* [Excerpted data]:

============================================================

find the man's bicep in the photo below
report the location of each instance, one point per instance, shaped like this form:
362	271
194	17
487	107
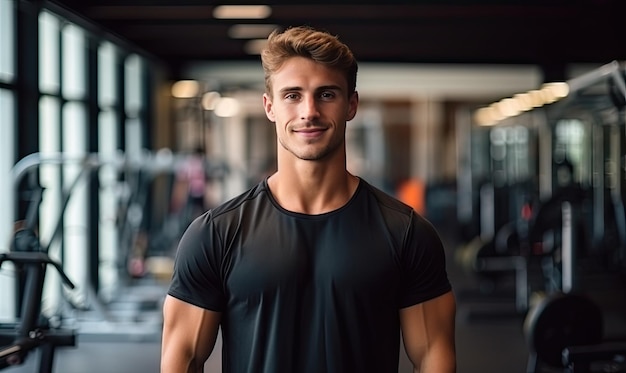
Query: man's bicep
189	334
428	332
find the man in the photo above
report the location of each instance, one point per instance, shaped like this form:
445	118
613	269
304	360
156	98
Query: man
313	270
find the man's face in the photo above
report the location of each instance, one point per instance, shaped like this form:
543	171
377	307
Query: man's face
310	106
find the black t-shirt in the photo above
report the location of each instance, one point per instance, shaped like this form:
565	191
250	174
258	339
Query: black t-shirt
310	293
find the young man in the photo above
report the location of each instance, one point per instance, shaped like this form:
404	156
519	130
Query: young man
313	270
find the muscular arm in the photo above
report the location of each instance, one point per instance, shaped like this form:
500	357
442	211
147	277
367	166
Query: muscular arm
189	334
428	332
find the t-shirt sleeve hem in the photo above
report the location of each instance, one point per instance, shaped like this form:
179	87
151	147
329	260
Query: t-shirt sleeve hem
421	298
207	306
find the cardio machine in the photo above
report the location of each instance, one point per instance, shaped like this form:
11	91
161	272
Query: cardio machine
32	331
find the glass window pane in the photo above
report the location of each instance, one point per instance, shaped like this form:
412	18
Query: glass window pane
133	74
76	221
74	61
49	81
7	154
107	77
7	40
7	151
49	142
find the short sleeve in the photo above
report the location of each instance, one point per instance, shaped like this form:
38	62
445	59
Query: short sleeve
197	272
423	264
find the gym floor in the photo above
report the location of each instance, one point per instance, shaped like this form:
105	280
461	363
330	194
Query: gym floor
491	344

============================================================

* [Exercise task]:
Could you set down all of the lines above word for word, leaving out the picture?

* [Complete answer]:
find the man's bicep in the photo below
report the location of each instance, one point per instance, shaped like this form:
362	271
194	17
487	107
Query: man's bicep
189	334
428	332
find the man in the photo above
report the location of each instance, one point per instance, shaped like this form:
445	118
613	269
304	360
156	98
Query: man
313	270
find the man's face in the photo above
report the location of each instance, one point per instance, shaped like this form:
543	171
377	307
Query: man's face
310	106
find the black t-shirt in the photo above
report the location of each instance, one point per instance, shaped like this form:
565	191
250	174
258	339
Query: black t-shirt
310	293
find the young man in the photo above
report the location of each instance, one point per instance, shaped like this form:
404	156
519	130
Query: young man
313	270
find the muscular arm in the photo above
report the location of each instance, one point per instance, shaped like this form:
500	357
442	211
147	277
367	166
Query: muscular arm
189	334
428	332
find the t-shirt sleeve hem in the photo above
report the location of each instance, one point per instance, shaped like this form:
179	87
151	147
329	260
Query: t-shirt sleeve hem
421	298
207	306
find the cardio machine in the photo above
report the location of each instance, one point per instance, shaped like this form:
11	91
161	272
Query: cardio machine
32	331
find the glass window pane in the photo above
report the location of each instance, one point per instance, shaped like this form:
412	18
Query: glass window pane
133	74
76	221
74	61
49	81
7	154
107	77
7	40
7	151
49	142
find the short sleeve in the photo above
report the location of each instance, one point per instance, shaped like this form:
38	62
445	59
Query: short sleeve
197	272
423	264
find the gym floor in the photo above
report the location of each instance, one point per instance, shaped like this form:
105	280
461	363
330	194
Query: gym floor
491	344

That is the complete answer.